Material to process –
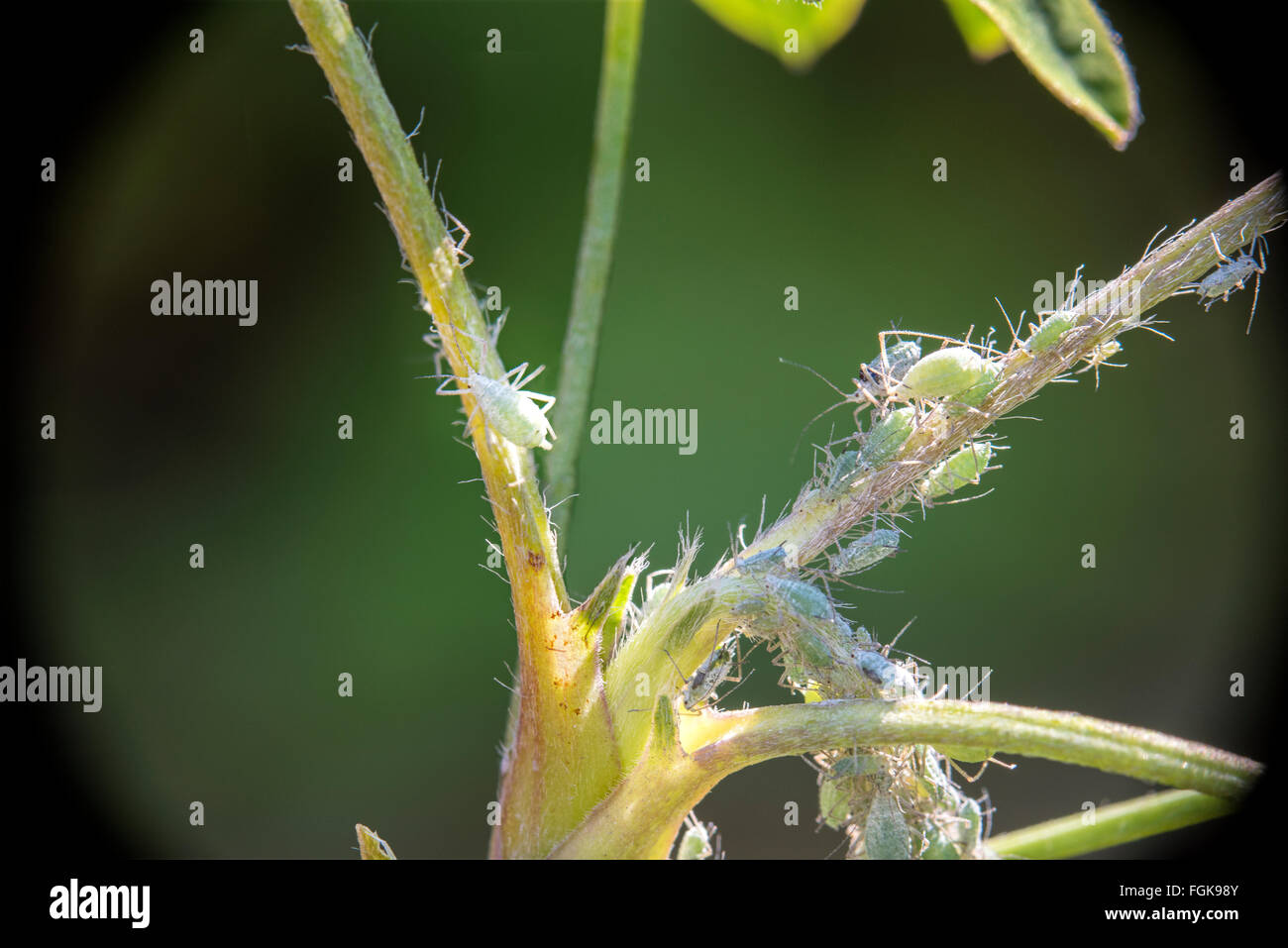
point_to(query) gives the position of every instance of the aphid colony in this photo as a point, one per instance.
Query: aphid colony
(1231, 274)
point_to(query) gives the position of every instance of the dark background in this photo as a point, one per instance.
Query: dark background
(326, 556)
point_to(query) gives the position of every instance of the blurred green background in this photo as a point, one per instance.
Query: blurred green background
(325, 557)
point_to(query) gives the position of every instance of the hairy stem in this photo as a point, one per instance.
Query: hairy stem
(549, 780)
(642, 815)
(1113, 826)
(819, 518)
(622, 30)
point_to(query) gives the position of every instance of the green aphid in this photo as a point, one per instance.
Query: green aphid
(889, 677)
(887, 437)
(964, 468)
(965, 828)
(939, 844)
(803, 597)
(885, 835)
(763, 561)
(842, 469)
(853, 766)
(883, 373)
(978, 393)
(1044, 335)
(833, 804)
(866, 552)
(947, 373)
(711, 674)
(811, 646)
(696, 843)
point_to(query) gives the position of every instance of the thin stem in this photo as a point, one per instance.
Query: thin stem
(643, 813)
(1112, 826)
(818, 518)
(550, 779)
(622, 30)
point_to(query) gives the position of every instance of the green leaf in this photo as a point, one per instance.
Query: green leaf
(1072, 50)
(765, 24)
(983, 39)
(370, 845)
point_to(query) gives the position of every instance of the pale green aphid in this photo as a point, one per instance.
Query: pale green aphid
(810, 644)
(887, 369)
(887, 437)
(833, 804)
(885, 835)
(965, 754)
(507, 410)
(977, 393)
(803, 597)
(759, 562)
(888, 675)
(964, 468)
(866, 552)
(853, 766)
(696, 843)
(944, 373)
(1052, 327)
(939, 845)
(711, 674)
(842, 468)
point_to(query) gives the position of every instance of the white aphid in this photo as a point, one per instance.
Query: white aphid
(1229, 275)
(506, 408)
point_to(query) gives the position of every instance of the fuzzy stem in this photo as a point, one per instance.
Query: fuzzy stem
(642, 815)
(819, 518)
(622, 30)
(550, 780)
(1113, 826)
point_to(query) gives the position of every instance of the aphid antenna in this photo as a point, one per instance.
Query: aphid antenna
(561, 501)
(1016, 337)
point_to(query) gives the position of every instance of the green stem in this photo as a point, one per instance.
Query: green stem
(1113, 826)
(819, 518)
(550, 780)
(622, 30)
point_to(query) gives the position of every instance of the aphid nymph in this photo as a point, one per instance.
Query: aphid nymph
(507, 410)
(1229, 275)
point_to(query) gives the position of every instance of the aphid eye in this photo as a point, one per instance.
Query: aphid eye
(887, 437)
(866, 552)
(964, 468)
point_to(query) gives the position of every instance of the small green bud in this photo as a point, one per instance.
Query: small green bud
(866, 552)
(885, 836)
(964, 468)
(842, 469)
(1048, 331)
(945, 373)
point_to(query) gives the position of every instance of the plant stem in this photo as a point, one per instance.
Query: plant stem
(622, 30)
(819, 518)
(643, 813)
(1115, 824)
(552, 779)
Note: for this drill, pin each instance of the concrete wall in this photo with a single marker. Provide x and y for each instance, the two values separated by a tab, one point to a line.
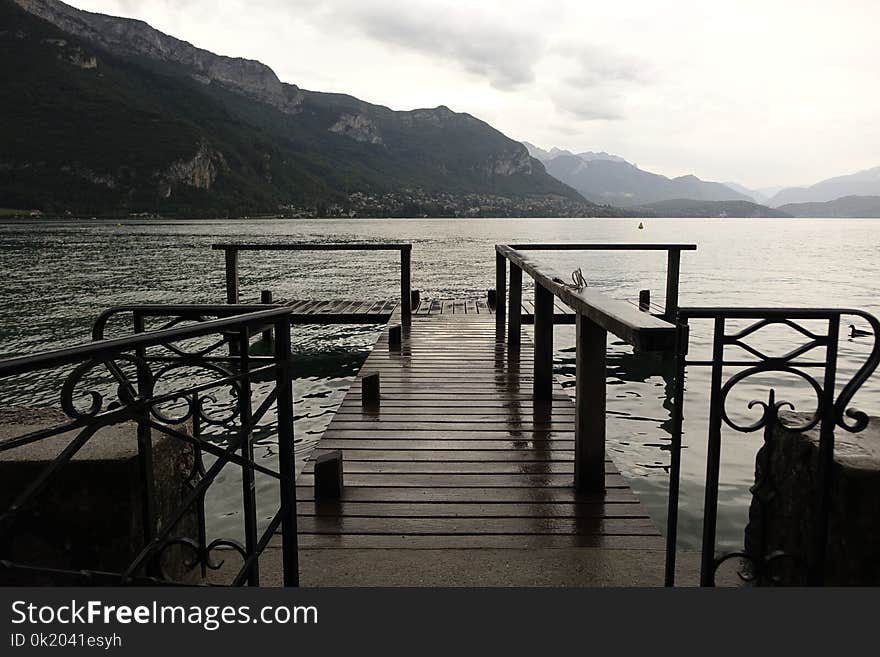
787	521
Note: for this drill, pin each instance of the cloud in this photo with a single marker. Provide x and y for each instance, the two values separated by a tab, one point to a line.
502	52
589	82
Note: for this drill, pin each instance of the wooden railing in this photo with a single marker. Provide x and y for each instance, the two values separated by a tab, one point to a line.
232	251
596	315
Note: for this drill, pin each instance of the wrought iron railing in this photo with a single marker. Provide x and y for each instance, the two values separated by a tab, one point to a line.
192	382
820	328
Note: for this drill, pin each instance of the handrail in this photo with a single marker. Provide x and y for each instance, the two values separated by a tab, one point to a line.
596	315
102	348
131	394
627	322
314	246
231	251
178	310
598	246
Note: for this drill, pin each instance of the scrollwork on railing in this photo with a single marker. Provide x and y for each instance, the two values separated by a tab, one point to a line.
127	391
171	382
763	562
769	409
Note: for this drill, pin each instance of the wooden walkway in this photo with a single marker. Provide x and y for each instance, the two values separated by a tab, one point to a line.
459	455
341	311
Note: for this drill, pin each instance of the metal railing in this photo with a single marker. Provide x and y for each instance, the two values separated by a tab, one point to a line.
596	315
232	250
820	328
205	404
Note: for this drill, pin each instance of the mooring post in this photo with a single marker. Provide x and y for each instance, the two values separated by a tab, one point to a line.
329	481
370	391
405	292
286	455
500	294
543	382
266	298
515	320
673	269
589	436
231	275
395	337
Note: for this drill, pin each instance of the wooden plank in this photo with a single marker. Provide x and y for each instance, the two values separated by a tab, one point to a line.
456	468
451	455
465	510
383	443
518	541
460	453
634	327
428	496
631	526
463	480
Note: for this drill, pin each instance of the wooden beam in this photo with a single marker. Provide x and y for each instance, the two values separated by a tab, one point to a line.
673	269
231	275
624	320
514	326
500	294
405	286
543	381
589	437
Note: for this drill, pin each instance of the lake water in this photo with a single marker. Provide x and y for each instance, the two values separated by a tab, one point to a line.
57	277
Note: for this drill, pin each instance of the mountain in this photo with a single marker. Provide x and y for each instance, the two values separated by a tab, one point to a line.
757	195
862	183
106	114
692	208
848	206
588	156
609	179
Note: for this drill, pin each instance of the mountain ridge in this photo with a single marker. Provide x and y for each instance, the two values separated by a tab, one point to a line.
860	183
859	207
604	178
185	130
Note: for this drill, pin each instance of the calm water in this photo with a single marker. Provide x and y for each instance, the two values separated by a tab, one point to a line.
57	277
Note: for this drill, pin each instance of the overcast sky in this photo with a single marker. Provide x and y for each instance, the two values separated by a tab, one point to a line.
762	92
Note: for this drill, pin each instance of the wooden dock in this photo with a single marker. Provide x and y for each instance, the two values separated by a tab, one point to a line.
459	455
341	311
476	468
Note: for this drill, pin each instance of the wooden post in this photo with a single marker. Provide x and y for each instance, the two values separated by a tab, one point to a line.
395	335
329	480
370	391
500	294
589	437
266	298
514	333
231	275
673	269
405	292
543	382
286	454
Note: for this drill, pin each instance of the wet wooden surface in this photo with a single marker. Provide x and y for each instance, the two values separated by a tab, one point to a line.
458	455
342	311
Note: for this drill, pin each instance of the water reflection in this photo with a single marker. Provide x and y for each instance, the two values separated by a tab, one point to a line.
59	276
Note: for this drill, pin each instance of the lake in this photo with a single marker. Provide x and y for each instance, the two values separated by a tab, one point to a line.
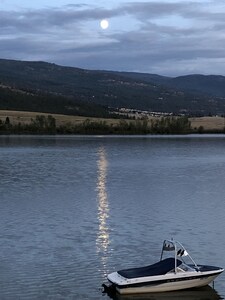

Exercise brief –
Can you copy the stretch from the line containing "the green aphid" through the line containing "(1016, 337)", with "stem" renamed to "stalk" and nothing else changed?

The solution –
point_to(query) gives the position of every instance of the green aphid in this photo as a point, one per instance.
Query: green aphid
(889, 677)
(887, 437)
(964, 468)
(965, 828)
(939, 844)
(803, 597)
(885, 835)
(763, 561)
(842, 469)
(853, 766)
(883, 373)
(978, 393)
(1044, 335)
(833, 804)
(866, 552)
(947, 373)
(711, 674)
(811, 646)
(696, 843)
point_to(query) gives the position of every instance of the thin stalk in this photo as a point, one per instance.
Query: thin stalk
(643, 813)
(1112, 826)
(818, 518)
(550, 779)
(622, 30)
point_to(query) gives the position of every instance of the green leaf in this photo as a point, one per instance.
Query: green leaf
(1072, 50)
(765, 24)
(983, 39)
(370, 845)
point_to(query) gives the position of every instance of the pale green aphid in this photo as a point, one per instance.
Query: pale green aphid
(810, 644)
(887, 369)
(887, 437)
(833, 804)
(885, 835)
(965, 754)
(507, 410)
(977, 393)
(803, 597)
(759, 562)
(888, 675)
(964, 468)
(866, 552)
(853, 766)
(696, 843)
(944, 373)
(1052, 327)
(939, 845)
(711, 674)
(842, 468)
point_to(query) gives the position of every instance of the white aphid in this photo as a point, one per instance.
Query: white aphid
(1229, 275)
(506, 408)
point_to(query) gives the position of every instance of the fuzzy stalk in this photo as a point, one per instance.
Query: fuzzy stalk
(642, 815)
(819, 518)
(622, 30)
(550, 780)
(1113, 826)
point_to(query) gives the position of every instance of the aphid antenna in this photo as a point, one per instance.
Query: aphid antenna
(561, 501)
(1016, 337)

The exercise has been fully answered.